Task statement: Write out exactly the lines below that run from the line containing "of the kneeling" through the last line of the records.

Items:
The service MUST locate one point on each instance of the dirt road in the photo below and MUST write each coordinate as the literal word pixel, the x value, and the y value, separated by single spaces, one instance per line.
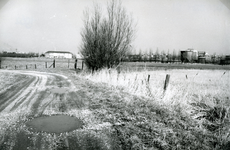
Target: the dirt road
pixel 31 90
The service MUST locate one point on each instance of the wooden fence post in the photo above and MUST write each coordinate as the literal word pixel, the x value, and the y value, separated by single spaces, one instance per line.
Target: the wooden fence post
pixel 75 65
pixel 54 64
pixel 166 82
pixel 148 78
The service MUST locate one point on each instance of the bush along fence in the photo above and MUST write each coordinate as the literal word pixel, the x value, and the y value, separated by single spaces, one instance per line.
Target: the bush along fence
pixel 38 64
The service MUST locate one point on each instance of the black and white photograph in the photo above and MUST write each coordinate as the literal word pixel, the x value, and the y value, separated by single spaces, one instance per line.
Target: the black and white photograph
pixel 114 74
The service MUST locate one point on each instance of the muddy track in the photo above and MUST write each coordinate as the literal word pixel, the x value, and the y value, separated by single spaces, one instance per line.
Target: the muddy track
pixel 31 90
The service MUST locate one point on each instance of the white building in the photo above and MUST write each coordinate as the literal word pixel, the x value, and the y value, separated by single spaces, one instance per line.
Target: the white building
pixel 58 54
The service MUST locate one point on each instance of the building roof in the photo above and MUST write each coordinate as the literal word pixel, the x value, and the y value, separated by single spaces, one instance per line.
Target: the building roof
pixel 58 52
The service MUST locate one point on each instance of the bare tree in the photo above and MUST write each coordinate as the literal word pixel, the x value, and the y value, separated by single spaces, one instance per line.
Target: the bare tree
pixel 106 38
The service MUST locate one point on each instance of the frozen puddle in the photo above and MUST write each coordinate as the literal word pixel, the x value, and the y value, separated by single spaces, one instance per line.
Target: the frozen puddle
pixel 55 124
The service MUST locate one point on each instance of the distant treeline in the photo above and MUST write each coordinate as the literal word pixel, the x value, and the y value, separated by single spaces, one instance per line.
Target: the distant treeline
pixel 223 60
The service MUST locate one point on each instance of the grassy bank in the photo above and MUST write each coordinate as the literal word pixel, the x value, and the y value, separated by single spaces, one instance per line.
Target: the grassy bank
pixel 126 111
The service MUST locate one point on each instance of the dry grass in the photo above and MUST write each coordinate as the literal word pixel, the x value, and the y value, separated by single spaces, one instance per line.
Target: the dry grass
pixel 124 111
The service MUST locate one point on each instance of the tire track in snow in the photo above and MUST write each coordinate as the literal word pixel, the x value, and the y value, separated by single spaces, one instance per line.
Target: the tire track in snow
pixel 33 94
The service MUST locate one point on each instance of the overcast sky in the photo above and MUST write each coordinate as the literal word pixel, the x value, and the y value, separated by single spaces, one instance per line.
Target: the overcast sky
pixel 43 25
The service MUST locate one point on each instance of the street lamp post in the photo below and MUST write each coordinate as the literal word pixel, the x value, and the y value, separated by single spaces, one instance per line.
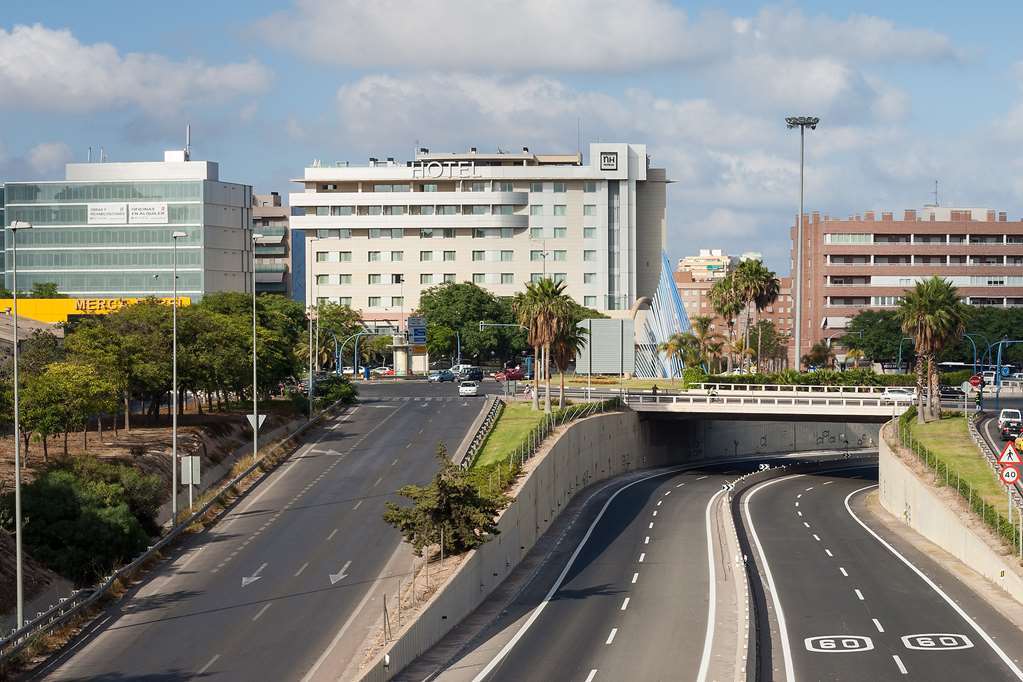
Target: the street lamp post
pixel 256 237
pixel 14 227
pixel 801 122
pixel 174 381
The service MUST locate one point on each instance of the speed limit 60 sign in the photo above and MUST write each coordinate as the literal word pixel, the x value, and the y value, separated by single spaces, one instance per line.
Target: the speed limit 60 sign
pixel 1010 474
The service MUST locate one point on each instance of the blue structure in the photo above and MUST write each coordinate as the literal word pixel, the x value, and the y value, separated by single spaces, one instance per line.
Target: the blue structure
pixel 665 318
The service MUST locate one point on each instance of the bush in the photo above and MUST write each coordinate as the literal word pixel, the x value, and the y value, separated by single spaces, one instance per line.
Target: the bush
pixel 84 517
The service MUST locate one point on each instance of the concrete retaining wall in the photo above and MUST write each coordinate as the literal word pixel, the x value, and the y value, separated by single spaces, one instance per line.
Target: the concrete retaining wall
pixel 589 451
pixel 921 506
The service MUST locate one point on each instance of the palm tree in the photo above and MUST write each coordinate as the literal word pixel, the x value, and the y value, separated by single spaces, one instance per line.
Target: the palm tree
pixel 542 308
pixel 724 297
pixel 570 341
pixel 933 316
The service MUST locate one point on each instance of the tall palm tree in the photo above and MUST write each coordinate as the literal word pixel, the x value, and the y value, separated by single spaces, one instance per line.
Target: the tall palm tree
pixel 542 308
pixel 933 316
pixel 570 341
pixel 725 299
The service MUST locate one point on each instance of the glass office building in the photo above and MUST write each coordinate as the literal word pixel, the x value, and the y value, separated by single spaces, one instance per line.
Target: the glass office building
pixel 105 230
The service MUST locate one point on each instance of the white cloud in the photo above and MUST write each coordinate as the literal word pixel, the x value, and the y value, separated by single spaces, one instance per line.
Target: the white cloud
pixel 574 35
pixel 49 70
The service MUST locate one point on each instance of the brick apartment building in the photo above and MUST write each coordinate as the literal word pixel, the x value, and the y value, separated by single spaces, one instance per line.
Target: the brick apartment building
pixel 866 262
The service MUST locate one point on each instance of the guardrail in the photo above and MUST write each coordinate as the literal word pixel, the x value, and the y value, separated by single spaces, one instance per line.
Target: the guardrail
pixel 58 614
pixel 494 413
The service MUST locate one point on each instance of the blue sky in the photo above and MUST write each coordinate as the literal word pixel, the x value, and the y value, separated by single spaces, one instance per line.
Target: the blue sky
pixel 907 92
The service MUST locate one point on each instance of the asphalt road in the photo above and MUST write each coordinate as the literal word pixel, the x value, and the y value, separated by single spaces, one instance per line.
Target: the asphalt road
pixel 282 584
pixel 846 606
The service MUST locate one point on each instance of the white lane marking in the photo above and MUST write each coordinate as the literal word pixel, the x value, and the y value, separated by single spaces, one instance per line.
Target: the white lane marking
pixel 208 665
pixel 711 593
pixel 790 673
pixel 990 642
pixel 561 578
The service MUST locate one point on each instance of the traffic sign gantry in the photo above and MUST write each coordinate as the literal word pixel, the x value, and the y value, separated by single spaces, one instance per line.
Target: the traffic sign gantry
pixel 1010 456
pixel 1010 474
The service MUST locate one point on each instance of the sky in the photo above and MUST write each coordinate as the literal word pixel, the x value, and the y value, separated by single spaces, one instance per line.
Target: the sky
pixel 907 93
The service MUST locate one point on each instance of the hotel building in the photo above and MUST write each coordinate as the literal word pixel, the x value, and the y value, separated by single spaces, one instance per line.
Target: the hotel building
pixel 379 235
pixel 868 262
pixel 105 230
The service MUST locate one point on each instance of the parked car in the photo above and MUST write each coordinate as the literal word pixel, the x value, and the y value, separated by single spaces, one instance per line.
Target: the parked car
pixel 898 396
pixel 440 375
pixel 1009 414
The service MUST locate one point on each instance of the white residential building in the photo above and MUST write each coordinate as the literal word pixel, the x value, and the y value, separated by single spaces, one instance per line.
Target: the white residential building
pixel 379 235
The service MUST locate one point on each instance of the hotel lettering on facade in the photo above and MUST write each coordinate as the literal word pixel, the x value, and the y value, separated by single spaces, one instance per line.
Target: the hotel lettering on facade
pixel 379 235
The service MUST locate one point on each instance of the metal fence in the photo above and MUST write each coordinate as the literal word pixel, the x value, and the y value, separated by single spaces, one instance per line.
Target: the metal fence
pixel 57 615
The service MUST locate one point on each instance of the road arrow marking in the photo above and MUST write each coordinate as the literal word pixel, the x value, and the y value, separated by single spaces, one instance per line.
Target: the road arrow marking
pixel 253 578
pixel 341 575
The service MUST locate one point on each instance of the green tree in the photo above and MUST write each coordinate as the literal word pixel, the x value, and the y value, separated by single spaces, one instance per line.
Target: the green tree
pixel 450 507
pixel 933 316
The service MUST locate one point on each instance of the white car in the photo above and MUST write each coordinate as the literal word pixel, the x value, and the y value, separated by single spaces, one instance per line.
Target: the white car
pixel 1009 415
pixel 898 396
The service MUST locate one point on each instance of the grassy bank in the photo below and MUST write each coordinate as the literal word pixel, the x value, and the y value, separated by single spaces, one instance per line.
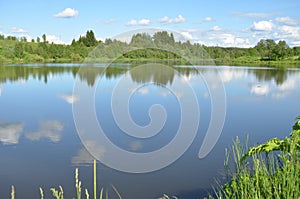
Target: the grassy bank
pixel 269 170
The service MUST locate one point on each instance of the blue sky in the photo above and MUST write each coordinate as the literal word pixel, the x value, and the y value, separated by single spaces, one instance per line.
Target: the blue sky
pixel 224 23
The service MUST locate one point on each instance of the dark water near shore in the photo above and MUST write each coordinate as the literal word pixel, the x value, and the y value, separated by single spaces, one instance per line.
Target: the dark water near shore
pixel 40 146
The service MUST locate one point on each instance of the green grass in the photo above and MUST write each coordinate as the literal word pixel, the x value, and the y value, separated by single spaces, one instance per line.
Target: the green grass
pixel 59 193
pixel 270 170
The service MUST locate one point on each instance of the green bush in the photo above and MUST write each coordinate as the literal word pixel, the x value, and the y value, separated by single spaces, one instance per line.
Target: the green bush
pixel 269 170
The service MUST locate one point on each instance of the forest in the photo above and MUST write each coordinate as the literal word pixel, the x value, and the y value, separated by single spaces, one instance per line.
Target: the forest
pixel 160 46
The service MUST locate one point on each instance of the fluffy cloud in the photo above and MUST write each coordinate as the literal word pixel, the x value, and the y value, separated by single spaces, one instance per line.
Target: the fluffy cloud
pixel 216 28
pixel 187 36
pixel 11 132
pixel 143 22
pixel 55 39
pixel 110 21
pixel 167 20
pixel 18 30
pixel 67 13
pixel 285 32
pixel 252 15
pixel 286 21
pixel 49 129
pixel 208 19
pixel 263 26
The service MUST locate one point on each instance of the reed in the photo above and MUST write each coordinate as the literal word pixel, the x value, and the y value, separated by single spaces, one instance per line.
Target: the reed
pixel 269 170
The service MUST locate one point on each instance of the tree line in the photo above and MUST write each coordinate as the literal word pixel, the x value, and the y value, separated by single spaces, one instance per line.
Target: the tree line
pixel 141 45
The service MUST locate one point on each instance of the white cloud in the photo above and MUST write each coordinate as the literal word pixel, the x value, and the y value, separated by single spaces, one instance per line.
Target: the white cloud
pixel 253 15
pixel 143 22
pixel 260 89
pixel 296 43
pixel 55 39
pixel 167 20
pixel 11 132
pixel 49 129
pixel 67 13
pixel 18 30
pixel 187 36
pixel 263 26
pixel 216 28
pixel 110 21
pixel 286 21
pixel 288 32
pixel 208 19
pixel 69 98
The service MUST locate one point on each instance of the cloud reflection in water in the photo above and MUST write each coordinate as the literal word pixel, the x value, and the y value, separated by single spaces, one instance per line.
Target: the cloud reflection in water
pixel 48 129
pixel 11 132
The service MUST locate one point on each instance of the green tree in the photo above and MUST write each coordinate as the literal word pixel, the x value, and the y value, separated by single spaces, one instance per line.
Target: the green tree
pixel 19 50
pixel 90 39
pixel 44 38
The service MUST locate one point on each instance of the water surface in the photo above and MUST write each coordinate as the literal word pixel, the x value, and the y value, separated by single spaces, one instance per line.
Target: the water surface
pixel 40 147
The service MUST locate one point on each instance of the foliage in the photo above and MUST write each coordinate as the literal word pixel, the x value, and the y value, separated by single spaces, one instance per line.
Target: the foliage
pixel 16 50
pixel 266 174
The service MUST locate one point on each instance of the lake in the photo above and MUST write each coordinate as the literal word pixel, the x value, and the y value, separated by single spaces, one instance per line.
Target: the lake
pixel 43 108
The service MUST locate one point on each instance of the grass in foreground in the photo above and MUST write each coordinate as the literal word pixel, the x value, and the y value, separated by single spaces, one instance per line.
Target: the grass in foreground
pixel 270 170
pixel 59 193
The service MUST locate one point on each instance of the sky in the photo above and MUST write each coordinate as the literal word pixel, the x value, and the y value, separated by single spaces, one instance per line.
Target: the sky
pixel 228 23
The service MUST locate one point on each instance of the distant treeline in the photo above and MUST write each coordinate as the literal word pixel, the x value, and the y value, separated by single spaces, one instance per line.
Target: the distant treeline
pixel 160 46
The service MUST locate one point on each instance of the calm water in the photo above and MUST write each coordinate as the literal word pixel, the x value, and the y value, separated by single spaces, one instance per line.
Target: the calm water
pixel 40 146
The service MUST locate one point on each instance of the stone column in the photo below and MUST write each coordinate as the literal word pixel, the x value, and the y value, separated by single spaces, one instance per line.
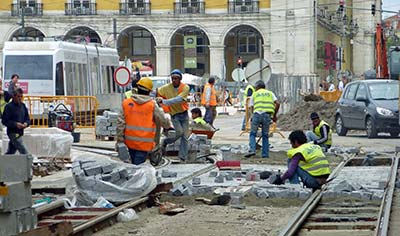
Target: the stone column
pixel 163 57
pixel 217 61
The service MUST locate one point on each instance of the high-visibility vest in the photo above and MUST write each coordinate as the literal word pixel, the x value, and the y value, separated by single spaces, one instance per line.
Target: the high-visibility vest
pixel 200 120
pixel 247 90
pixel 317 131
pixel 184 104
pixel 263 101
pixel 316 163
pixel 213 97
pixel 140 128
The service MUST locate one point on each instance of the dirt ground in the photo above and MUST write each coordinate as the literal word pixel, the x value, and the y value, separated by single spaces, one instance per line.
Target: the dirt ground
pixel 260 217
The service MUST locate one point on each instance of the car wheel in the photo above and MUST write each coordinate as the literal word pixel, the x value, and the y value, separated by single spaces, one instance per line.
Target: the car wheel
pixel 340 129
pixel 371 129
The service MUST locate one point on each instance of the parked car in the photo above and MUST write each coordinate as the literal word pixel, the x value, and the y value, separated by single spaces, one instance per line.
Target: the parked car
pixel 371 105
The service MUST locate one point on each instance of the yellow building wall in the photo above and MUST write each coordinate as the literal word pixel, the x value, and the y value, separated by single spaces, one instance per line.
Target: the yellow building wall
pixel 162 4
pixel 107 4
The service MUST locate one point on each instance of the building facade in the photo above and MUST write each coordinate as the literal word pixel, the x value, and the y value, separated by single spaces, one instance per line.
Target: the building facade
pixel 207 37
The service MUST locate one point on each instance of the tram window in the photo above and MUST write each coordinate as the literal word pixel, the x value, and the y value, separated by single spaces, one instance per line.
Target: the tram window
pixel 29 67
pixel 59 79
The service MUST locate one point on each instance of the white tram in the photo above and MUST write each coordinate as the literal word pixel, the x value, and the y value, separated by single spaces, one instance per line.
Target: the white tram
pixel 62 68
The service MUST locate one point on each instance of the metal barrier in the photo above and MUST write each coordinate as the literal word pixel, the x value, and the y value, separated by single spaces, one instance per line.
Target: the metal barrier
pixel 84 109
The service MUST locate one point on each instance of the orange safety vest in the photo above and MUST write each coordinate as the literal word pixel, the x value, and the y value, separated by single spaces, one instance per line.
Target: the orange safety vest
pixel 185 105
pixel 213 97
pixel 140 129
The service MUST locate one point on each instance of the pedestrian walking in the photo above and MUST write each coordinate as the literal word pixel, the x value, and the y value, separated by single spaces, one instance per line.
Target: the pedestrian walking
pixel 264 106
pixel 173 98
pixel 16 119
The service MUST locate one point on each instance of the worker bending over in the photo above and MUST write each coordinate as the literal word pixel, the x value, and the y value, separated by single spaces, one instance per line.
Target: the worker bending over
pixel 173 98
pixel 141 119
pixel 321 133
pixel 306 161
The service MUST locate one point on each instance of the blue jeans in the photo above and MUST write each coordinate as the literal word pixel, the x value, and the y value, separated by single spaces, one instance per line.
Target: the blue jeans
pixel 137 157
pixel 15 144
pixel 308 180
pixel 263 119
pixel 181 125
pixel 210 115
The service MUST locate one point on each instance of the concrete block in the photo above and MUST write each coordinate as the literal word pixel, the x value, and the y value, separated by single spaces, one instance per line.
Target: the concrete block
pixel 15 168
pixel 106 177
pixel 219 179
pixel 105 169
pixel 123 173
pixel 196 181
pixel 19 197
pixel 93 170
pixel 168 174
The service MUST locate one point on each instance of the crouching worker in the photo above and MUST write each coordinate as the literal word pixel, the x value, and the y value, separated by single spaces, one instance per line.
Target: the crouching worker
pixel 306 161
pixel 198 122
pixel 140 122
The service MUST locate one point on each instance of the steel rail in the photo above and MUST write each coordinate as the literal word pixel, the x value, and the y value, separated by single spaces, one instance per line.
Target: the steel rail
pixel 384 214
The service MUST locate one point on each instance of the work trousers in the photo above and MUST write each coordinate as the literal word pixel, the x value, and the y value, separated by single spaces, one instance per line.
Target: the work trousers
pixel 263 119
pixel 181 126
pixel 15 144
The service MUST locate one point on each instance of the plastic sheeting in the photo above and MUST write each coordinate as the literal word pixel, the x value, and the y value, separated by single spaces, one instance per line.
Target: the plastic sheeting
pixel 92 177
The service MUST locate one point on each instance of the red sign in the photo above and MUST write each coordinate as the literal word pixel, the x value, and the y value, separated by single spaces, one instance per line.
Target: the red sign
pixel 23 85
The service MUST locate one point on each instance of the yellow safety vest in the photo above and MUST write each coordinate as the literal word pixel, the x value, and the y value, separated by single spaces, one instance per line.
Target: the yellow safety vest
pixel 200 120
pixel 317 131
pixel 316 163
pixel 263 101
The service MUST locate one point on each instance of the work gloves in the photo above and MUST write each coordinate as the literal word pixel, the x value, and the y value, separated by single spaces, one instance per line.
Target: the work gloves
pixel 276 179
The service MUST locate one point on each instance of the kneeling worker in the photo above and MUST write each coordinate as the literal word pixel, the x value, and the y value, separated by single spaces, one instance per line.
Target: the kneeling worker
pixel 321 133
pixel 306 161
pixel 141 119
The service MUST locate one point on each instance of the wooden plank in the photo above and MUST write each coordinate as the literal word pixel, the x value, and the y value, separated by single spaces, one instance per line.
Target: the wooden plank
pixel 57 229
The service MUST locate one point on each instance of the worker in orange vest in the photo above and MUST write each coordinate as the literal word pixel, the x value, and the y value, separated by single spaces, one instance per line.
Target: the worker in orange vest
pixel 140 120
pixel 209 100
pixel 173 98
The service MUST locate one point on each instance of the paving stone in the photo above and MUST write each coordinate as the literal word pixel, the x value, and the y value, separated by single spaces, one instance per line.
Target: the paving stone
pixel 107 169
pixel 93 170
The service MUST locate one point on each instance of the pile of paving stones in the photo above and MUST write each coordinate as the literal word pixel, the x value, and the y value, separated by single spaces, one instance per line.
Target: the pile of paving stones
pixel 106 125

Final result:
The service MUST locate one point on each instance of the kneeling worker in the photo above and MUST write each coordinate as the literal word pixel, the x value, and the y value, separated by single spaces, one instance per line.
Target: the kneeling worker
pixel 321 133
pixel 306 161
pixel 141 119
The service MUST locate one point on each instance of the wooden plank in the photo above and MUST write each coordinate as the literal word pixel, the x value, and the y value, separated by single spaces, one instance per line.
Target: the wooden plank
pixel 57 229
The service MUST locate one point on each instance of the worker in orange vest in the photo above and MUST write each coordinate as the literal word pixel, the x value, and the y value, separated by single spaces, one instance per line.
Target: the worker in orange vest
pixel 140 120
pixel 209 100
pixel 173 98
The service MUST locate one point on each instance of the paving stone in the photo above and MUST write each coordinate as the literal word pixel, the x value, and the y value, separated by single spaces, one instance per line.
Target: the paving stone
pixel 107 169
pixel 93 170
The service MUST locate one point on each instance of the pile of paving stones in the photo above and MUST write each coordinate as the literal word pixel, the x value, and the y value, separated by single spaces, one instance per line.
Target: the pile of paving stones
pixel 106 125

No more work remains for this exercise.